**Set exercise**
Please locate every line in the records below that contains the word "bounding" and copy each of those lines in full.

^^^^^^^^^^^^^^^^

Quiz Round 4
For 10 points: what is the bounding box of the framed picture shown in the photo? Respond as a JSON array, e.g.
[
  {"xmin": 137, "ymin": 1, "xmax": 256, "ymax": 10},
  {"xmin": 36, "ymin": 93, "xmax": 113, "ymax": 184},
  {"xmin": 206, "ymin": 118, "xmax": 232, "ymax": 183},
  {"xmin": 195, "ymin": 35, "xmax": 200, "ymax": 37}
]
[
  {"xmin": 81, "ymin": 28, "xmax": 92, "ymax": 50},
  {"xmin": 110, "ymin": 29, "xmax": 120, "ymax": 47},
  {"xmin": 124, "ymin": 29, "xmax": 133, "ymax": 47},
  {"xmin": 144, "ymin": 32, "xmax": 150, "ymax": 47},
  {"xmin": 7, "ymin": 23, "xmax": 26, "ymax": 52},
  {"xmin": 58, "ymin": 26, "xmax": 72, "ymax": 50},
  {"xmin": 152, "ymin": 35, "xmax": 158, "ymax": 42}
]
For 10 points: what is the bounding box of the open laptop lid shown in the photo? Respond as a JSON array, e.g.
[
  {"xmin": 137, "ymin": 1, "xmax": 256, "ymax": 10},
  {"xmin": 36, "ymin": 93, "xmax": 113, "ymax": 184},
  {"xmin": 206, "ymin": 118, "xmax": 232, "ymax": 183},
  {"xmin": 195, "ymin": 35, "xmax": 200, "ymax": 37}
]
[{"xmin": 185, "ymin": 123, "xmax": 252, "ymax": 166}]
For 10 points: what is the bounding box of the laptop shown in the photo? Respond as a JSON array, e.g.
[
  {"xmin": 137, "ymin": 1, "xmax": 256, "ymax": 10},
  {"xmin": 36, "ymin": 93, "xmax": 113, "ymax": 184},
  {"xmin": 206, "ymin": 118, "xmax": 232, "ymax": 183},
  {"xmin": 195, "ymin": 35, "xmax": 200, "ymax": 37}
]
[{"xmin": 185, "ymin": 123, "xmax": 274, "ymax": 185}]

^^^^^^^^^^^^^^^^

**Completed task**
For 10 points: what is the bounding box of the framed picture shown in the photo? Respond as a JSON array, e.g.
For 10 points: what is the bounding box of the open laptop lid shown in the photo? Respond as a JSON array, e.g.
For 10 points: what is the bounding box of the laptop shown in the photo? Respond as a JSON array, e.g.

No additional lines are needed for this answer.